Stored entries

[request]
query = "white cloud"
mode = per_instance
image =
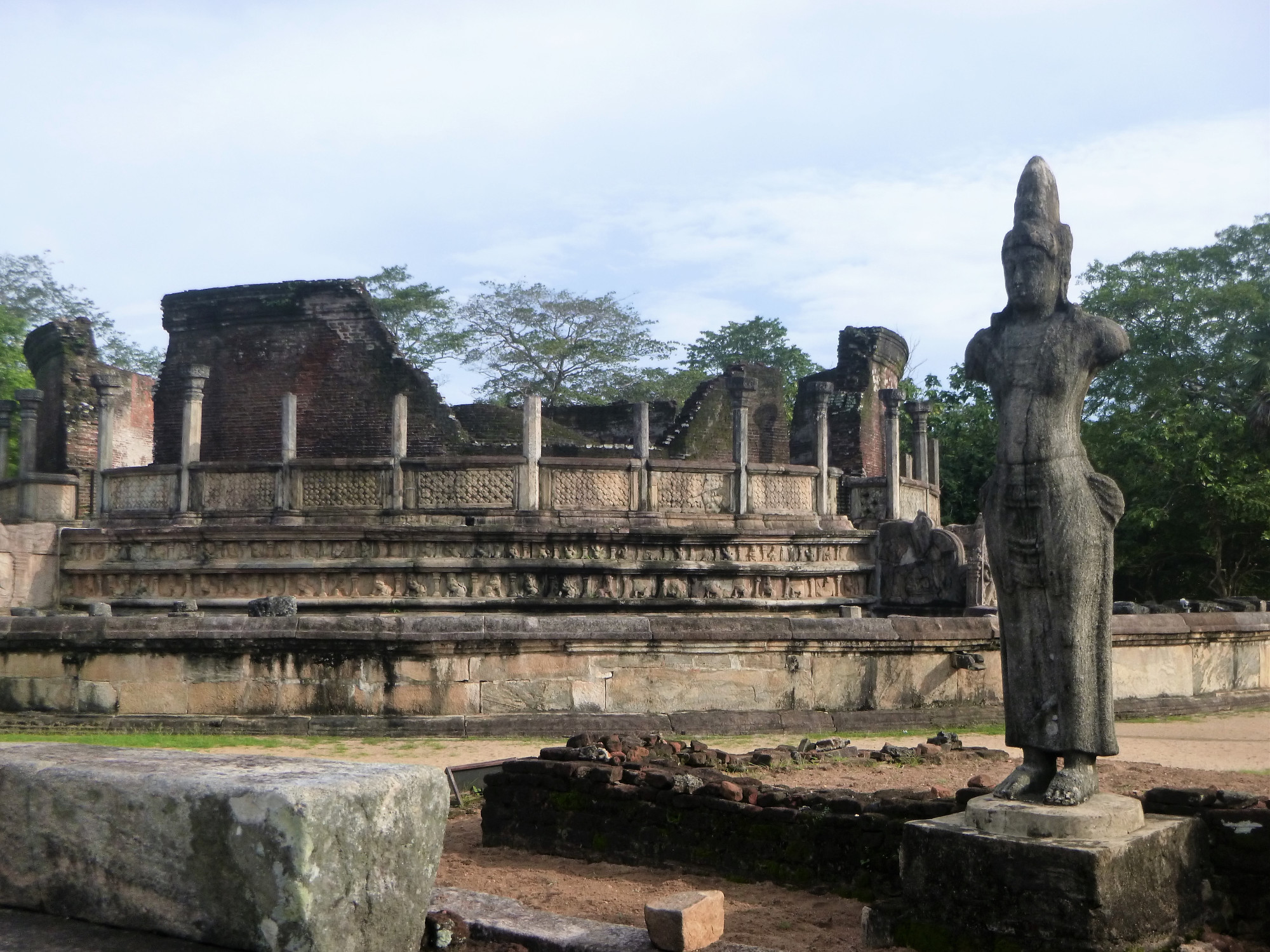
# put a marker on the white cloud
(916, 254)
(820, 161)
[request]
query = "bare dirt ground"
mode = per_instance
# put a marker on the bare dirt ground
(1238, 742)
(1230, 752)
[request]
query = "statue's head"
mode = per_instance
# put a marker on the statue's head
(1037, 253)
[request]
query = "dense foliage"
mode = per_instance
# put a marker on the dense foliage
(32, 296)
(759, 340)
(533, 339)
(1180, 423)
(421, 316)
(1180, 420)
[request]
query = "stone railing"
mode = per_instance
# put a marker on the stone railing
(142, 489)
(455, 484)
(397, 486)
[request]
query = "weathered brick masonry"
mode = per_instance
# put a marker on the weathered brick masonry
(608, 814)
(318, 339)
(703, 431)
(63, 358)
(843, 840)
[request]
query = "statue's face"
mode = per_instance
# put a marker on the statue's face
(1032, 278)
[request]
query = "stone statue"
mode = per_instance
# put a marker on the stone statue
(1050, 517)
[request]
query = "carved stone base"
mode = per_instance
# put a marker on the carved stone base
(970, 889)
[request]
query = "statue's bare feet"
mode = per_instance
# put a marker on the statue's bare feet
(1076, 782)
(1033, 776)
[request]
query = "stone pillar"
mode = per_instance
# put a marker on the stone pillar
(826, 500)
(531, 445)
(192, 377)
(289, 427)
(8, 408)
(398, 448)
(283, 488)
(29, 401)
(892, 398)
(919, 412)
(642, 452)
(107, 386)
(742, 390)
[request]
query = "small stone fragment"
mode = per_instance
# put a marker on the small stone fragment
(686, 784)
(685, 922)
(272, 606)
(446, 930)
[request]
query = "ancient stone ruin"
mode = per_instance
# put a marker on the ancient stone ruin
(295, 453)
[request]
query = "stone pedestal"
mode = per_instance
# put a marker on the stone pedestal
(1039, 887)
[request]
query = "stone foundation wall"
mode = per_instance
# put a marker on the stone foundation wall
(29, 564)
(604, 814)
(401, 666)
(840, 840)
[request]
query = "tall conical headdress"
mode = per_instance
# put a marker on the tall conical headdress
(1037, 220)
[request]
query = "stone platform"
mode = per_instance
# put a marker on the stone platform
(237, 851)
(968, 888)
(1102, 817)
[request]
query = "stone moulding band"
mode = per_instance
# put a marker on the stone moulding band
(552, 724)
(518, 603)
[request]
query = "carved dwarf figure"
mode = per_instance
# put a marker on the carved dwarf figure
(1050, 517)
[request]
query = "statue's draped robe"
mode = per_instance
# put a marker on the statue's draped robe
(1050, 522)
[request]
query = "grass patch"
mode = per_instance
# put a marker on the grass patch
(187, 742)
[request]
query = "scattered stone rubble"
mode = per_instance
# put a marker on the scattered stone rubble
(1186, 606)
(656, 751)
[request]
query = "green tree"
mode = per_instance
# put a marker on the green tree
(32, 296)
(963, 420)
(421, 316)
(759, 340)
(1179, 422)
(533, 339)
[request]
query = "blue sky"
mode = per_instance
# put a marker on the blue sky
(822, 163)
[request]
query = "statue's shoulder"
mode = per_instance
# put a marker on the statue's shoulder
(1106, 339)
(979, 352)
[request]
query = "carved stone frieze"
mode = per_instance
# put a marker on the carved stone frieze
(448, 489)
(591, 489)
(693, 492)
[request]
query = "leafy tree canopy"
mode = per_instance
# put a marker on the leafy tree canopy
(759, 340)
(1180, 422)
(421, 316)
(533, 339)
(32, 296)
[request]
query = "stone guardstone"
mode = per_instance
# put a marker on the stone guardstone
(1102, 817)
(250, 852)
(966, 888)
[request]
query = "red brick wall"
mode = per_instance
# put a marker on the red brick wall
(63, 358)
(318, 339)
(869, 359)
(703, 429)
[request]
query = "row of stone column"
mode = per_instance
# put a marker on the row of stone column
(924, 464)
(742, 391)
(192, 377)
(26, 404)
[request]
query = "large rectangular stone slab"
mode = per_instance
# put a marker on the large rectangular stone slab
(250, 852)
(965, 888)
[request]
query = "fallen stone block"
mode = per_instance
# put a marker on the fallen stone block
(685, 922)
(247, 852)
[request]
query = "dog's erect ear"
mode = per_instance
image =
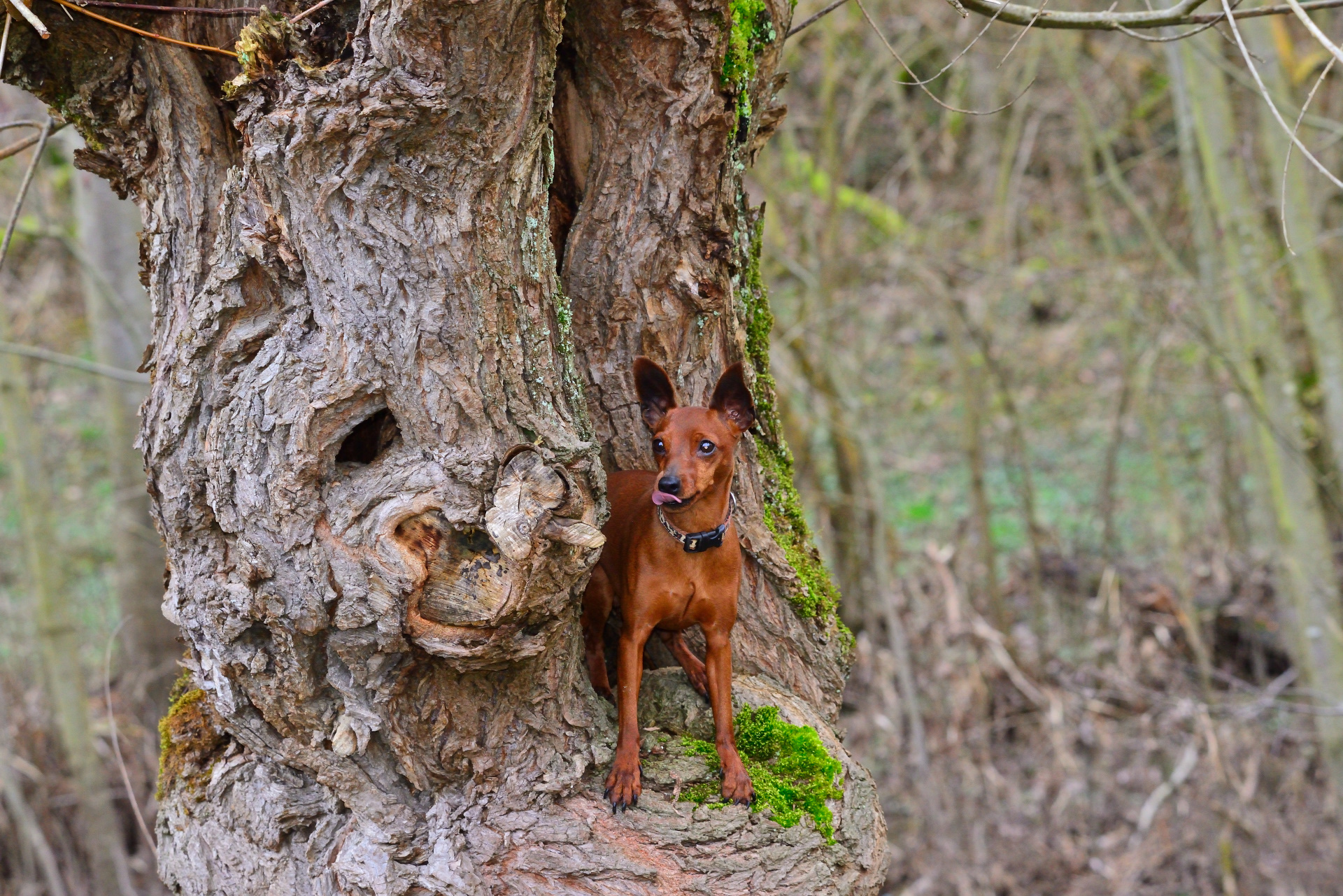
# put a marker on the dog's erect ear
(655, 388)
(732, 397)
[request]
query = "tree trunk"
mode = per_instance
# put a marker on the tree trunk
(1307, 582)
(379, 406)
(118, 318)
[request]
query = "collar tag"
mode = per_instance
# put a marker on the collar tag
(700, 541)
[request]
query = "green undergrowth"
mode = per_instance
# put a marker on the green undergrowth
(783, 513)
(790, 769)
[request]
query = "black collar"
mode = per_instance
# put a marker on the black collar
(700, 541)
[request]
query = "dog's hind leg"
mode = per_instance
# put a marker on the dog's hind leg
(690, 662)
(597, 606)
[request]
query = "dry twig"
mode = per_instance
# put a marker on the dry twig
(147, 34)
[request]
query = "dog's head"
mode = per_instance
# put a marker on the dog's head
(695, 446)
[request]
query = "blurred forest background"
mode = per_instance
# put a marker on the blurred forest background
(1067, 414)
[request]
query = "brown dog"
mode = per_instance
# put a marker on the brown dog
(672, 559)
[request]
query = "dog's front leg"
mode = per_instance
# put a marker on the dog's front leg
(737, 783)
(623, 785)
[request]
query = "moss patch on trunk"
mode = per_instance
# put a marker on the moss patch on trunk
(790, 769)
(783, 515)
(190, 735)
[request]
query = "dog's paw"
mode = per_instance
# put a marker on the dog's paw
(623, 785)
(737, 785)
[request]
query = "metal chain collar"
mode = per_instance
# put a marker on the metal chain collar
(700, 541)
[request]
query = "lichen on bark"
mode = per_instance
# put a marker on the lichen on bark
(783, 515)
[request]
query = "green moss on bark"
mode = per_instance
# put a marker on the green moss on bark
(190, 735)
(791, 771)
(783, 513)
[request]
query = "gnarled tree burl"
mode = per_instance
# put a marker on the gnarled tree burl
(401, 261)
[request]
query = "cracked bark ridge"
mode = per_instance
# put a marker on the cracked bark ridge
(371, 458)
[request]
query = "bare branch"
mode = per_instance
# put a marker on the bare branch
(1287, 156)
(816, 17)
(1181, 14)
(921, 84)
(70, 360)
(1272, 106)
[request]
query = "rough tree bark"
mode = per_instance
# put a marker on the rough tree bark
(399, 270)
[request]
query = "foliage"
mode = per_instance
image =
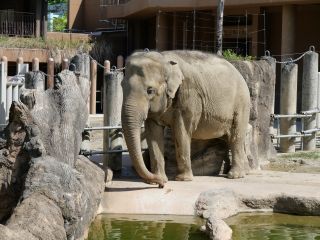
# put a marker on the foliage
(51, 2)
(231, 55)
(19, 42)
(59, 23)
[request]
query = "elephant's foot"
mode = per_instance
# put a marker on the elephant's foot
(184, 177)
(236, 172)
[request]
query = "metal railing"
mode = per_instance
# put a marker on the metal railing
(14, 23)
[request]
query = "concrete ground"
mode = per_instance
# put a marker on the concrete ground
(129, 195)
(132, 196)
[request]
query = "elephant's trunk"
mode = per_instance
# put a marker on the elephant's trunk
(131, 124)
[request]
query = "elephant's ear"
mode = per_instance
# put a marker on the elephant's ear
(174, 78)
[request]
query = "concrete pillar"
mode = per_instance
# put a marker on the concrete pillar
(35, 64)
(174, 32)
(3, 87)
(65, 64)
(120, 61)
(318, 115)
(50, 72)
(288, 29)
(8, 99)
(288, 105)
(309, 95)
(93, 88)
(112, 117)
(38, 18)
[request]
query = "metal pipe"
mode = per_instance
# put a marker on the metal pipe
(291, 115)
(311, 111)
(94, 152)
(104, 128)
(292, 135)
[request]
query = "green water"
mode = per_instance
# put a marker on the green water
(264, 226)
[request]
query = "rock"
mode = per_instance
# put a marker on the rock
(217, 229)
(9, 234)
(59, 192)
(220, 203)
(47, 220)
(260, 77)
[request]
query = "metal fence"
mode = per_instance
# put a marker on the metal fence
(14, 23)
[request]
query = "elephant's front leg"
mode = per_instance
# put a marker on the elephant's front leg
(182, 140)
(155, 140)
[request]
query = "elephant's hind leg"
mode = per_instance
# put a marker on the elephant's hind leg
(237, 144)
(155, 140)
(182, 141)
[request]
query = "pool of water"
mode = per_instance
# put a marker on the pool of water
(263, 226)
(273, 226)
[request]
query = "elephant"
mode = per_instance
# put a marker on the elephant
(198, 95)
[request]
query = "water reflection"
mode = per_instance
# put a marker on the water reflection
(263, 226)
(270, 226)
(117, 227)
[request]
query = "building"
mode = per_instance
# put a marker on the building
(280, 26)
(25, 18)
(284, 27)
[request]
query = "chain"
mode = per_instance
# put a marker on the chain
(293, 60)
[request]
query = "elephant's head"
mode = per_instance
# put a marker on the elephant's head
(151, 82)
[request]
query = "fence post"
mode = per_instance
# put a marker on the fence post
(50, 72)
(309, 96)
(318, 115)
(288, 105)
(4, 59)
(65, 64)
(112, 117)
(35, 64)
(3, 87)
(19, 63)
(93, 89)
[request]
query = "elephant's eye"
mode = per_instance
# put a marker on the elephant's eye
(151, 91)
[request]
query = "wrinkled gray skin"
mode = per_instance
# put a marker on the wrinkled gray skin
(197, 95)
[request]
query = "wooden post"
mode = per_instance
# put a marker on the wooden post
(318, 115)
(35, 64)
(309, 96)
(112, 117)
(65, 64)
(50, 72)
(8, 96)
(288, 105)
(219, 31)
(18, 66)
(93, 80)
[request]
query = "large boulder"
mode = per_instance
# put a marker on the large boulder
(56, 191)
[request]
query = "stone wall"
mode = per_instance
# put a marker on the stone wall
(47, 190)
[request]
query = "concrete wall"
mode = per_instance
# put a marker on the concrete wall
(68, 36)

§ **What the task asks**
Could you put the material into a numbered list, starting at its first line and ending at the line that contains "(1180, 420)"? Skip blank lines and leave the pictures out.

§ **Response**
1. [request]
2. query = "white cloud"
3. mode = per_instance
4. image =
5. # put a marker on the white cloud
6. (916, 254)
7. (820, 161)
8. [request]
9. query = "bare dirt ground"
10. mode = per_instance
11. # put a marker on the bare dirt ground
12. (1238, 742)
13. (1230, 752)
14. [request]
15. query = "statue's head"
16. mode = per_instance
17. # put a marker on the statue's head
18. (1037, 253)
19. [request]
20. query = "dense foliage"
21. mode = per_instance
22. # put a marker on the dense foliage
23. (32, 296)
24. (759, 340)
25. (533, 339)
26. (1180, 423)
27. (421, 316)
28. (1180, 420)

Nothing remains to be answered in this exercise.